— REQUIRED WORK —
Copy word for word the stretch of the listing below from the line containing "For the site audit, find each instance of the single" through the end of the listing.

[Location identification listing]
+++++
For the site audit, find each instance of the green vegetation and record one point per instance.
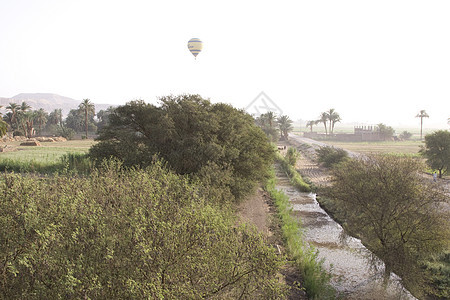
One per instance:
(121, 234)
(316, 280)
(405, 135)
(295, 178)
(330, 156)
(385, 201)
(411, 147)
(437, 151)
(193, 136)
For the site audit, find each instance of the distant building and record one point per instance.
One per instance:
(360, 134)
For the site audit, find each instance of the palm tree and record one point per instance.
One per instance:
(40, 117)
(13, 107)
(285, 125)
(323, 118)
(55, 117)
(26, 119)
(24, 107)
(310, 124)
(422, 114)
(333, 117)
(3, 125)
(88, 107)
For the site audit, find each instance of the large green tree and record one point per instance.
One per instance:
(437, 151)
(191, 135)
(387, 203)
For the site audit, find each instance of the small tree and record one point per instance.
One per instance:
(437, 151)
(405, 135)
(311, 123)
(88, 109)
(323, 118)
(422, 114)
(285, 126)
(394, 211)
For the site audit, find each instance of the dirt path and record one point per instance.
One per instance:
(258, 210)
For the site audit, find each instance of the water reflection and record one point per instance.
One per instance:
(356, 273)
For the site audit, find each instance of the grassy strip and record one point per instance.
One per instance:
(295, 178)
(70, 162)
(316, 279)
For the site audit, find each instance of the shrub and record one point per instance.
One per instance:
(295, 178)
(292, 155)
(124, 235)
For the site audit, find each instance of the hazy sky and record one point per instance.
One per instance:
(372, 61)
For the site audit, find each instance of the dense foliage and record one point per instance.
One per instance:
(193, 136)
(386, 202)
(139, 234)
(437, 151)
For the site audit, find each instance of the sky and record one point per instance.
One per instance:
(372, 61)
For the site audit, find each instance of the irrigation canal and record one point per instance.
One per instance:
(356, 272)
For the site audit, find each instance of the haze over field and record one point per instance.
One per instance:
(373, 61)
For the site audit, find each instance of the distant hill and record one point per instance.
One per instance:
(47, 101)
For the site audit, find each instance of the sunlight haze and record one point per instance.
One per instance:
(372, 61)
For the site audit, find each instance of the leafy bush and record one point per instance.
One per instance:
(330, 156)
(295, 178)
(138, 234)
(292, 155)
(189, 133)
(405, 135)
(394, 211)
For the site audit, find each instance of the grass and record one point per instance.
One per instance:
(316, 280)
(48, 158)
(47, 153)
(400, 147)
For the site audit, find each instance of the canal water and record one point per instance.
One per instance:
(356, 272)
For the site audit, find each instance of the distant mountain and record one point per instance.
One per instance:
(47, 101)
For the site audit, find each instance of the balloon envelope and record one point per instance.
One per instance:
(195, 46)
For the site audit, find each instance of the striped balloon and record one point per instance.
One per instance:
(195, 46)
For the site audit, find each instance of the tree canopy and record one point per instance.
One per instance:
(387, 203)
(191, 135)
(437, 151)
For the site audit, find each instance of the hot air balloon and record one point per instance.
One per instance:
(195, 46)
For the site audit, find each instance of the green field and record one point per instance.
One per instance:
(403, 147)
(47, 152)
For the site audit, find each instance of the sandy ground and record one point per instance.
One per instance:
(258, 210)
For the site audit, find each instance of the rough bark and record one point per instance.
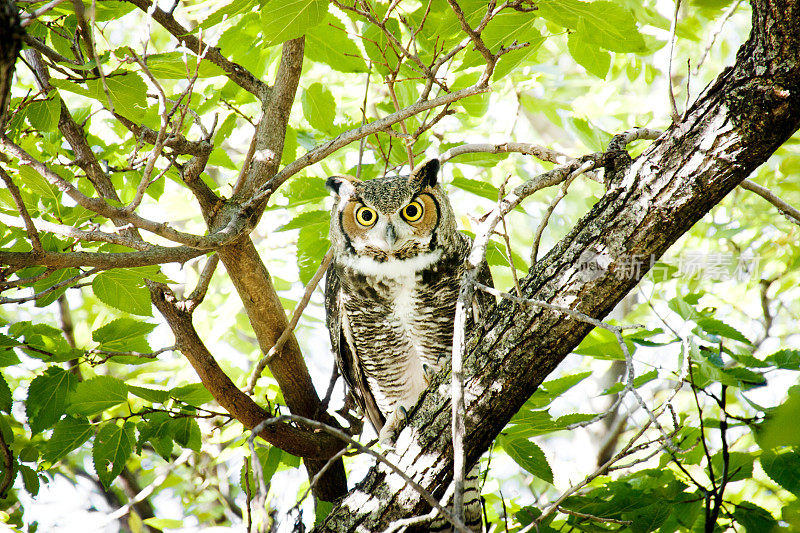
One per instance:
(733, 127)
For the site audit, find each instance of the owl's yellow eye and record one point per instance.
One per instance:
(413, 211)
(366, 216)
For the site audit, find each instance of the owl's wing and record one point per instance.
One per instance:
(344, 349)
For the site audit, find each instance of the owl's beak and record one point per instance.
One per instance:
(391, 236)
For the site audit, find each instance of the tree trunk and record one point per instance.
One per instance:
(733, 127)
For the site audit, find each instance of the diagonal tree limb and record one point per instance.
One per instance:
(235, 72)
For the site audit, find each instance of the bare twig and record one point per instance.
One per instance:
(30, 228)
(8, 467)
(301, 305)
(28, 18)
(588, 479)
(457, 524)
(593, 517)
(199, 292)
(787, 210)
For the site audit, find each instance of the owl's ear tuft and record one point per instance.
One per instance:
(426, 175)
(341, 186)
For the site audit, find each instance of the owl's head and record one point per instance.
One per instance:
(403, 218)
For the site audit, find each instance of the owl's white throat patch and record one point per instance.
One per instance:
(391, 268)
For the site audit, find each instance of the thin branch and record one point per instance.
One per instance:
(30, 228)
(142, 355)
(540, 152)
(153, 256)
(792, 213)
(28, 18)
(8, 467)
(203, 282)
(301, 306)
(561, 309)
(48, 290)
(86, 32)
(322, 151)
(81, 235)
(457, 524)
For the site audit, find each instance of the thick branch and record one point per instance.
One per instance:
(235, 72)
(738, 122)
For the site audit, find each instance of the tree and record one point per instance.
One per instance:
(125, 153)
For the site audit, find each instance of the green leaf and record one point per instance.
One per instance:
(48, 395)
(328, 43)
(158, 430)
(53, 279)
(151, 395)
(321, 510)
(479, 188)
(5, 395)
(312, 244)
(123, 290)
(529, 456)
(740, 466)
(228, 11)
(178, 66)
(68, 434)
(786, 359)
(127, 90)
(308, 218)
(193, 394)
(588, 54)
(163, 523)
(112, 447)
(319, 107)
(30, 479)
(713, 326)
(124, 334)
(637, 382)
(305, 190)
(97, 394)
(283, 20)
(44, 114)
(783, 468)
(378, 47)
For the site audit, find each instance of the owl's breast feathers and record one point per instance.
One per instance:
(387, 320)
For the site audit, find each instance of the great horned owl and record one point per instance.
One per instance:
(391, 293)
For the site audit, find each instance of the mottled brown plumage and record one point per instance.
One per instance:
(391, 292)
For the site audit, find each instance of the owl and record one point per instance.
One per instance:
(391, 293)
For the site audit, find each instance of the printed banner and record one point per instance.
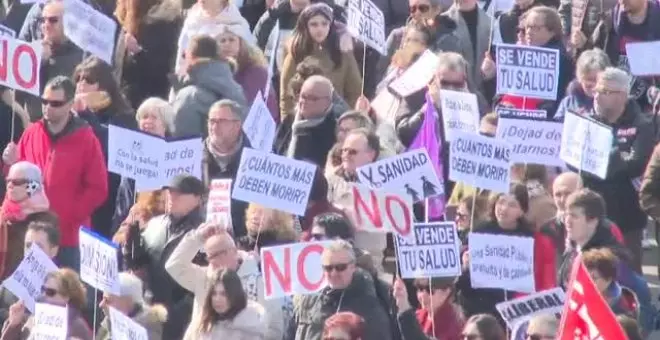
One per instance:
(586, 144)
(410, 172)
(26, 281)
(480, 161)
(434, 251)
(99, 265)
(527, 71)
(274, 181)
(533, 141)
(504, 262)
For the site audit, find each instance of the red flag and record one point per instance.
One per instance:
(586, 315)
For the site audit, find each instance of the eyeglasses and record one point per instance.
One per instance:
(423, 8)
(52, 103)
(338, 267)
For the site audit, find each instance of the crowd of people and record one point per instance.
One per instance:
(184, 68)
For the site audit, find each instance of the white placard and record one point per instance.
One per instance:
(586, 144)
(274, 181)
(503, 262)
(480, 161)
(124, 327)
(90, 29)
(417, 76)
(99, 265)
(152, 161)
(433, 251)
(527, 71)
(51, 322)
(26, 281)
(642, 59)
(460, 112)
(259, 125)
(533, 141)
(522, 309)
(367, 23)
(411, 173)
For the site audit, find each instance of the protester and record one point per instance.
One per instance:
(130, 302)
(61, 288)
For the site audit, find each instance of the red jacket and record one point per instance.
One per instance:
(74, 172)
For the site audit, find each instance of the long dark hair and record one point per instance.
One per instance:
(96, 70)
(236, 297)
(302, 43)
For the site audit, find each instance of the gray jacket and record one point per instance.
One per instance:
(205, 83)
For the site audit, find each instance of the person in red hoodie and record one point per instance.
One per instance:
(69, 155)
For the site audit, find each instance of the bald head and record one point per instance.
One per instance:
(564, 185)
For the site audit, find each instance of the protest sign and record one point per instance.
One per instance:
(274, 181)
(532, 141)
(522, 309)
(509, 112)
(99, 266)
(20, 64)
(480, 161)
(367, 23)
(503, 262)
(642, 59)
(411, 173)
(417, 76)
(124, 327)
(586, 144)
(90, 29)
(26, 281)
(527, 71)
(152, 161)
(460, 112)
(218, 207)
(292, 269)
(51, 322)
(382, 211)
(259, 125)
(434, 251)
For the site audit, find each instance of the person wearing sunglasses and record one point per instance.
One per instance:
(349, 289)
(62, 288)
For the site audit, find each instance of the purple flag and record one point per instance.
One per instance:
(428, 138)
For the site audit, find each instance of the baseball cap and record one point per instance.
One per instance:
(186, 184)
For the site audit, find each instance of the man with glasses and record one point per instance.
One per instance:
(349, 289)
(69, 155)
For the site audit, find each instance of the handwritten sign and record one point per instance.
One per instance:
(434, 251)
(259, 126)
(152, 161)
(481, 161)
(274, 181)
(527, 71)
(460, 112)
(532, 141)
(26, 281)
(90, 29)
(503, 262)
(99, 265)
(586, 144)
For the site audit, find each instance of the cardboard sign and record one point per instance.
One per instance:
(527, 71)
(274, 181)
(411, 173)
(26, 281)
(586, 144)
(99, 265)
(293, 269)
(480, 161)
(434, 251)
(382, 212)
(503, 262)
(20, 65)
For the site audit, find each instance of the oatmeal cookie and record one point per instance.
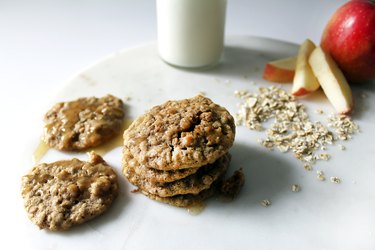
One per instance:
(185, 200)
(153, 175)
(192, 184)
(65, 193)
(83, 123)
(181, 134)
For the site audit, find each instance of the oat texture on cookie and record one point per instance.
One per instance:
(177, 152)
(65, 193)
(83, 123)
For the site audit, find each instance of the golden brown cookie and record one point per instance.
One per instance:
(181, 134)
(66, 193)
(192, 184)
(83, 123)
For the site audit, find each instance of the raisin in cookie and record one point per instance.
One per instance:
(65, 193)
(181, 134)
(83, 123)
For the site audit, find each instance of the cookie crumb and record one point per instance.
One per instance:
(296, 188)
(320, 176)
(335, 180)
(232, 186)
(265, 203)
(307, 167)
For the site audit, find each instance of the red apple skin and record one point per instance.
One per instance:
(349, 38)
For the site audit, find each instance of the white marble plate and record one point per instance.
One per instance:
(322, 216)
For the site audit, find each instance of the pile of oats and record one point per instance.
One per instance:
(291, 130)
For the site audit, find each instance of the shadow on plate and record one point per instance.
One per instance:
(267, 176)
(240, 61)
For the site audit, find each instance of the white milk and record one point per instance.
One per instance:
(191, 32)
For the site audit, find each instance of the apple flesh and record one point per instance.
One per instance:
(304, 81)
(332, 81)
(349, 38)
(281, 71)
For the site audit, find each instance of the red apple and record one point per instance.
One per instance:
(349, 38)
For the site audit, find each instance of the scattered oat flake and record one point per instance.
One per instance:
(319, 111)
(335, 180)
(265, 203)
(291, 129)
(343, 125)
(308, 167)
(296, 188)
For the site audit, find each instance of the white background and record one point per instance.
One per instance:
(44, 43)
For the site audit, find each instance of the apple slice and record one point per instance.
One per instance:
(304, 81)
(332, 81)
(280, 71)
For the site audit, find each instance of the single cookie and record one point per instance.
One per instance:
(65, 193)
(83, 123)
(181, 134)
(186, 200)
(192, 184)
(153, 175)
+++++
— FINISHED ANSWER —
For the site audit, find each instance of the single cookie and record one point per instance.
One per instance:
(65, 193)
(83, 123)
(181, 134)
(186, 200)
(192, 184)
(153, 175)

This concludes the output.